What the task asks
For each line of the data below that contains "face", return that line.

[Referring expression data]
..........

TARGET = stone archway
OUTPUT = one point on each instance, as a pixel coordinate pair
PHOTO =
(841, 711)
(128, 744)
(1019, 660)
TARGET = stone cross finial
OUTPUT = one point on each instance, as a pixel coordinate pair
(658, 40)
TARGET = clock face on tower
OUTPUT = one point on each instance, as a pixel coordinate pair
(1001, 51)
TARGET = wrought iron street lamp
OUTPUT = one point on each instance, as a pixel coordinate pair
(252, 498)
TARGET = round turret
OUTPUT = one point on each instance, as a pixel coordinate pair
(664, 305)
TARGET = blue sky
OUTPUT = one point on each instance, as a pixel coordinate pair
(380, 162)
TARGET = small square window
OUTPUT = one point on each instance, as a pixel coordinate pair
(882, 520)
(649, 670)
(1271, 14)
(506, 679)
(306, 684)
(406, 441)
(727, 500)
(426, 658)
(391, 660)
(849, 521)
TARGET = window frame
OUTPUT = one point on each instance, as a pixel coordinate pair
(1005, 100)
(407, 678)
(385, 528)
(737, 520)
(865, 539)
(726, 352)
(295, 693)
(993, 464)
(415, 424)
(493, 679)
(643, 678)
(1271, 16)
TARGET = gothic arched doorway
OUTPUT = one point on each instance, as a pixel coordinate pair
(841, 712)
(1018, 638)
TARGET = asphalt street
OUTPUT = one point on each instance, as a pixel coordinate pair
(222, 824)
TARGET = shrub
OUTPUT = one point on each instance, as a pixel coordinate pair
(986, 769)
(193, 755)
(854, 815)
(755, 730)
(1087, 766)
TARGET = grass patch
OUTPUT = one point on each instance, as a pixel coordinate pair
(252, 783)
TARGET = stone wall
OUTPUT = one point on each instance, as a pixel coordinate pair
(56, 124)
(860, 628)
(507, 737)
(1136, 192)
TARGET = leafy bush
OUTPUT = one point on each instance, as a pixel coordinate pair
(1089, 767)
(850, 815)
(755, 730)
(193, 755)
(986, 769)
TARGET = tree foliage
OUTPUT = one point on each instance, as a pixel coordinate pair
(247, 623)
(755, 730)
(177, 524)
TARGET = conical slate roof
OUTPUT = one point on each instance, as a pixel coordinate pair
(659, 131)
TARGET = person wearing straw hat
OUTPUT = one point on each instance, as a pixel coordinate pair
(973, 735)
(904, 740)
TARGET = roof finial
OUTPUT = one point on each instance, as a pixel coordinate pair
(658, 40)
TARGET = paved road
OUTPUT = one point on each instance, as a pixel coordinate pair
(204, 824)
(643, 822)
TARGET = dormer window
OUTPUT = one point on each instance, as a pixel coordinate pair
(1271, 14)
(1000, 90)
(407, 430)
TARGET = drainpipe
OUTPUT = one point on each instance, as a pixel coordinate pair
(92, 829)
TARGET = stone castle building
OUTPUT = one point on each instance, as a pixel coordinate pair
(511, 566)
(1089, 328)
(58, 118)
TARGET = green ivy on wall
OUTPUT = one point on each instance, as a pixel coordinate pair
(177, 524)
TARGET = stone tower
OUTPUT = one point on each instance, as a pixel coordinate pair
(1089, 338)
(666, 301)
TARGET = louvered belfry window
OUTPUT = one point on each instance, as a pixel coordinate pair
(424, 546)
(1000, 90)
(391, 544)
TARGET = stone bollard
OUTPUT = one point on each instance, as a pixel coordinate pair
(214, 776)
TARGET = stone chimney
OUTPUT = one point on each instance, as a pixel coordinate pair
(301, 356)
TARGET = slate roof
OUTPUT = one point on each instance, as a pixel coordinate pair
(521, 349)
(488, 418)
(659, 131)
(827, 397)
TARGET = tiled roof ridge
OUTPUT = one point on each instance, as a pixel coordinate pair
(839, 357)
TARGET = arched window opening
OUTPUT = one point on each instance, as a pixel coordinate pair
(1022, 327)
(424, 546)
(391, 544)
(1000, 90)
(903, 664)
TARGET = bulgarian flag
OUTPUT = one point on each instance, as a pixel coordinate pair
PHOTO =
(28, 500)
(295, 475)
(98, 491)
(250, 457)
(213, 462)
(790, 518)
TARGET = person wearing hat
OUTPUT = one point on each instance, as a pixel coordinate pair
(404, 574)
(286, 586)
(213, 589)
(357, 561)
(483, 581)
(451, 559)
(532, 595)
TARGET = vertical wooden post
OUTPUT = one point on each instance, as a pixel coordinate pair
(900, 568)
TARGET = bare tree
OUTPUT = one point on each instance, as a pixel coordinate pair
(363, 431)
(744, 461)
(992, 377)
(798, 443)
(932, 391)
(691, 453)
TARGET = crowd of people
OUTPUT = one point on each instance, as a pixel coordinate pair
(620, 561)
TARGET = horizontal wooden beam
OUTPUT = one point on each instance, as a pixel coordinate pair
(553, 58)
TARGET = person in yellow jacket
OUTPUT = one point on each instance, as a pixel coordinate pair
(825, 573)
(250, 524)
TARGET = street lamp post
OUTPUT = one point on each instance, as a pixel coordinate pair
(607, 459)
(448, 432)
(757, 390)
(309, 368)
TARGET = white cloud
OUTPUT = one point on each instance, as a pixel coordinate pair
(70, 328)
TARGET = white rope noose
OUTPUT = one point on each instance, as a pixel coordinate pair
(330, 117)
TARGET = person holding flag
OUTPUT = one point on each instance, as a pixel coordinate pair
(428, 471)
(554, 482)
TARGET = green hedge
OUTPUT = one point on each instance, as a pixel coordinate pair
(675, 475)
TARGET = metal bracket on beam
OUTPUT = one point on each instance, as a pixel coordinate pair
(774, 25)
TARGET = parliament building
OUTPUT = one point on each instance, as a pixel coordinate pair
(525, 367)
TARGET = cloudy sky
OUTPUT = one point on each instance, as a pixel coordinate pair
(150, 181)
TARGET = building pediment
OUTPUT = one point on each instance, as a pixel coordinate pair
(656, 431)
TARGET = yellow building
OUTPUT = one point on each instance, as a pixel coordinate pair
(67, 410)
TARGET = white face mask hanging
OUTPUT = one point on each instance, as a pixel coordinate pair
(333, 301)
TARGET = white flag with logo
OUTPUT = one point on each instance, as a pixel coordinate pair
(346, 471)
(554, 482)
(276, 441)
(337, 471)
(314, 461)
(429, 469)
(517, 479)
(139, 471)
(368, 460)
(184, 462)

..........

Output of the task
TARGET = clock face on tower
TARGET = white face mask hanging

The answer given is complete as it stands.